**Письменное задание 1:**
Определите, соответствуют ли тексту о роли государства утверждения (a), (b) и (c). Для каждого ответьте «да» или «нет» и приведите точную цитату из текста, которая это решает.
(a) Автор предлагает рассмотреть четыре теоретические позиции.
(b) Автор считает государственный капитализм правильным продолжением классического либерализма.
(c) По мнению автора, вывод классического либерализма важнее аргументации, которая к нему приводит.
**Письменное задание 2:** Перепечатайте из текста о роли государства фрагмент от слов «И напротив, я» до слов «зрения классического либерализма.» включительно.

**Текст для чтения:**
◆ ◆ ◆

Ноам Хомский
Государство будущего

   Noam Chomsky
   Government in the future
 
   Open Media Series
   SEVEN STORIES PRESS
   New York
   Перевод Алекс Керви
   Редактор Роза Пискотина
   Руководитель проекта И. Серёгина
   Корректор О. Ильинская
   Компьютерная верстка О. Морозова
   Дизайнер обложки Ю. Буга
 
   © Noam Chomsky, 1970, 2005 Originally published by Seven Stories Press, New York, U.S.A.
   © Издание на русском языке, перевод, оформление. ООО «Альпина нон-фикшн», 2012
   © Электронное издание. ООО «Альпина Паблишер», 2012
 
   Какова роль государства в развитом индустриальном обществе? Чтобы ответить на этот вопрос, для начала, я думаю, следует обозначить в качестве рамок обсуждения четыре теоретические позиции. Назовем эти позиции: первая – классический либерализм, вторая – либертарианский социализм, третья – государственный социализм, четвертая – государственный капитализм. Рассмотрим каждую по очереди. Но сначала я хочу прояснить мою собственную точку зрения, чтобы вам было проще судить о том, что я говорю. Я полагаю, что концепции либертарианского социализма (а под этим термином я понимаю самый широкий спектр воззрений: от левого крыла марксизма до анархизма) в целом корректны и являются правильным и естественным продолжением классического либерализма в современную эпоху развитого индустриального общества.
   И напротив, я считаю, что идеология государственного социализма, пришедшая из большевизма, и государственный капитализм – современное государство всеобщего благоденствия – воплощают регрессивные и совершенно неадекватные социальные теории. И немалое количество наших действительно фундаментальных проблем возникает из-за того, что эти доминирующие социальные формы не удовлетворяют требованиям современного индустриального общества и несовместимы с ним.
   Ну вот, а теперь рассмотрим эти четыре позиции более подробно, и начнем мы с точки зрения классического либерализма.

Классический либерализм

   Основная идея классического либерализма заключается в оппозиции ко всем формам государственного вмешательства в личную и социальную жизнь, кроме предельно ограниченных и минимальных. Этот тезис достаточно хорошо нам знаком. Тем не менее аргументация, приводящая к этому заключению, известна не столь широко, а я считаю, что в данном случае ход рассуждений гораздо важнее вывода.

◆ ◆ ◆

**Извлеченные данные:**
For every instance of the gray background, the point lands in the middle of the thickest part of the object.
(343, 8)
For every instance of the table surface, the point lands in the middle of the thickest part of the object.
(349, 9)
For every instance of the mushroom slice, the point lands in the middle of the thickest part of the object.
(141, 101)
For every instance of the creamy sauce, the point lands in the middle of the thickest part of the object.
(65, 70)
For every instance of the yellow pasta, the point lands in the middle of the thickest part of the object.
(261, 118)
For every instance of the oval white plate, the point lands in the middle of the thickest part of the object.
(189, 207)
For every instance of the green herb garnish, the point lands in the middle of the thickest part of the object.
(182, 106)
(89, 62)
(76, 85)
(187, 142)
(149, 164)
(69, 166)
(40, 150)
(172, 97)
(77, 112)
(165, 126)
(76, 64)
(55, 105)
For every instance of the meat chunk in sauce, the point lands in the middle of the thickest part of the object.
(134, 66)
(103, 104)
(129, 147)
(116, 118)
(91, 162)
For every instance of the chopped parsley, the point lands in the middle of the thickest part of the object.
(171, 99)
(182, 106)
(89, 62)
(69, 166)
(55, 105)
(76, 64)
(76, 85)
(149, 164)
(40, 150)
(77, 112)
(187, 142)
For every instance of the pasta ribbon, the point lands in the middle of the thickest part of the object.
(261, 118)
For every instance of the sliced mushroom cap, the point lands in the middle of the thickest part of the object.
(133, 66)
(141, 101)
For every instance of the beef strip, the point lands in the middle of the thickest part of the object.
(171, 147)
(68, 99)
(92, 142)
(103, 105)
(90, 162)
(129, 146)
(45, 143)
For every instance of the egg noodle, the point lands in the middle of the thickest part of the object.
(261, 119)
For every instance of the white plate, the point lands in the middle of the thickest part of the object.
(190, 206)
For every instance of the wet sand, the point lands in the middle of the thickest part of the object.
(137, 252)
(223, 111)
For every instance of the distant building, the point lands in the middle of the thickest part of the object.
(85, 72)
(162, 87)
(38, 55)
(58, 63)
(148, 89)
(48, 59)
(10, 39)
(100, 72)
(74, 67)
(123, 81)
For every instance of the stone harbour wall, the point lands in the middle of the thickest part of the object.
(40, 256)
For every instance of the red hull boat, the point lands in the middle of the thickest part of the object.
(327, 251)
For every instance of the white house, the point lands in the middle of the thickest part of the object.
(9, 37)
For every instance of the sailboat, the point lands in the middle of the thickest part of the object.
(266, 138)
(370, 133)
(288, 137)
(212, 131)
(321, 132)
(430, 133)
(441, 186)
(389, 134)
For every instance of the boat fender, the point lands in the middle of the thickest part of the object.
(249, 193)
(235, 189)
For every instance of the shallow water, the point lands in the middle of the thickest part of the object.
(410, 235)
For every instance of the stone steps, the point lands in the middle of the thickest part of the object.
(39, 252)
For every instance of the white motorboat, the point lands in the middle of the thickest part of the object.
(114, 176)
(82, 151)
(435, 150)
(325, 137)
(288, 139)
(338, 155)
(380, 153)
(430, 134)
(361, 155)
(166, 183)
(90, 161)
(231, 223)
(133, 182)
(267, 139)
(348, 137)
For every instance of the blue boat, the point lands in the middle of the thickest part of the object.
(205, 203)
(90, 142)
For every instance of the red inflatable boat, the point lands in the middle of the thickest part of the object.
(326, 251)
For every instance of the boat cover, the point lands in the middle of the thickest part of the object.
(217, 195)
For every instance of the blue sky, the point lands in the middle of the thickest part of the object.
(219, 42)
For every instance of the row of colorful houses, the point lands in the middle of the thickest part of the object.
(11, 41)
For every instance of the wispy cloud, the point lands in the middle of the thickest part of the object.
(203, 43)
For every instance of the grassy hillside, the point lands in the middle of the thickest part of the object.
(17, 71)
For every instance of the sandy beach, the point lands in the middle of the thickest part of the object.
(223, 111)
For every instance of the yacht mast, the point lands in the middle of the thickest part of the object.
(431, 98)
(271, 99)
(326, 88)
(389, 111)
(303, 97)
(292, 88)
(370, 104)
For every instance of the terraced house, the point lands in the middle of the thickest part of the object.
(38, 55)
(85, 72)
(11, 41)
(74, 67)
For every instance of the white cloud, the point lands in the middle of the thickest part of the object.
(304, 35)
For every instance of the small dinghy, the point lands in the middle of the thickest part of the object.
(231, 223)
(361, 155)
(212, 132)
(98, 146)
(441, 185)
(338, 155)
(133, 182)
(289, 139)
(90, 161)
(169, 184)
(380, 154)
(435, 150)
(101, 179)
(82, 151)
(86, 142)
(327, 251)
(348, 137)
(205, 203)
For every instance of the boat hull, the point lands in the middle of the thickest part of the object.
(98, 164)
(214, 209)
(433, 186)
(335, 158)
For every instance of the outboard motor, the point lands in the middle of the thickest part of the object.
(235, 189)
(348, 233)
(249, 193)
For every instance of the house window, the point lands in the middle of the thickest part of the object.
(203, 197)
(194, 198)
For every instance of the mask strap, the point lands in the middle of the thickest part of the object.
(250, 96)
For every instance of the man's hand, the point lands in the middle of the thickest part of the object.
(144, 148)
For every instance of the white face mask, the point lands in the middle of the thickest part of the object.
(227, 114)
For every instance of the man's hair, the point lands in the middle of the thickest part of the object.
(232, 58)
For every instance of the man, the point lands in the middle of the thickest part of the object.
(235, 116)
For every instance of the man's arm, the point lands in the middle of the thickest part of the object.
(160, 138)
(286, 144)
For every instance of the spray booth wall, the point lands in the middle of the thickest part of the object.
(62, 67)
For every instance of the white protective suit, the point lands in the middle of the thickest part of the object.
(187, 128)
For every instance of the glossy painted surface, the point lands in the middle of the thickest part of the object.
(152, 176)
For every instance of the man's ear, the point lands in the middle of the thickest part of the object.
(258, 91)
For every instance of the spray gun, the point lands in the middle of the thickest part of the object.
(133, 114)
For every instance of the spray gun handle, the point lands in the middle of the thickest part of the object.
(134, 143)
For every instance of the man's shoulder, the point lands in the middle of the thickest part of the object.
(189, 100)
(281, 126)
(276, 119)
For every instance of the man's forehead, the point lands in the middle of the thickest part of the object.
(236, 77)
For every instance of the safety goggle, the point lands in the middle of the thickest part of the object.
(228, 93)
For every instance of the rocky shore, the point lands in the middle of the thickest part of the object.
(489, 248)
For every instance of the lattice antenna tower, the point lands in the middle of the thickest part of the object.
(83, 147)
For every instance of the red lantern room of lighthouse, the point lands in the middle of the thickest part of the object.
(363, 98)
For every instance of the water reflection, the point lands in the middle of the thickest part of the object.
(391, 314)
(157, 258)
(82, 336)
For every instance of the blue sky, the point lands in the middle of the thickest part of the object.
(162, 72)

◆ ◆ ◆

**Итоговый ответ 1:**
(a) Да: «обозначить в качестве рамок обсуждения четыре теоретические позиции».
(b) Нет: «государственный капитализм – современное государство всеобщего благоденствия – воплощают регрессивные и совершенно неадекватные социальные теории».
(c) Нет: «в данном случае ход рассуждений гораздо важнее вывода».

**Итоговый ответ 2:**
И напротив, я считаю, что идеология государственного социализма, пришедшая из большевизма, и государственный капитализм – современное государство всеобщего благоденствия – воплощают регрессивные и совершенно неадекватные социальные теории. И немалое количество наших действительно фундаментальных проблем возникает из-за того, что эти доминирующие социальные формы не удовлетворяют требованиям современного индустриального общества и несовместимы с ним.
   Ну вот, а теперь рассмотрим эти четыре позиции более подробно, и начнем мы с точки зрения классического либерализма.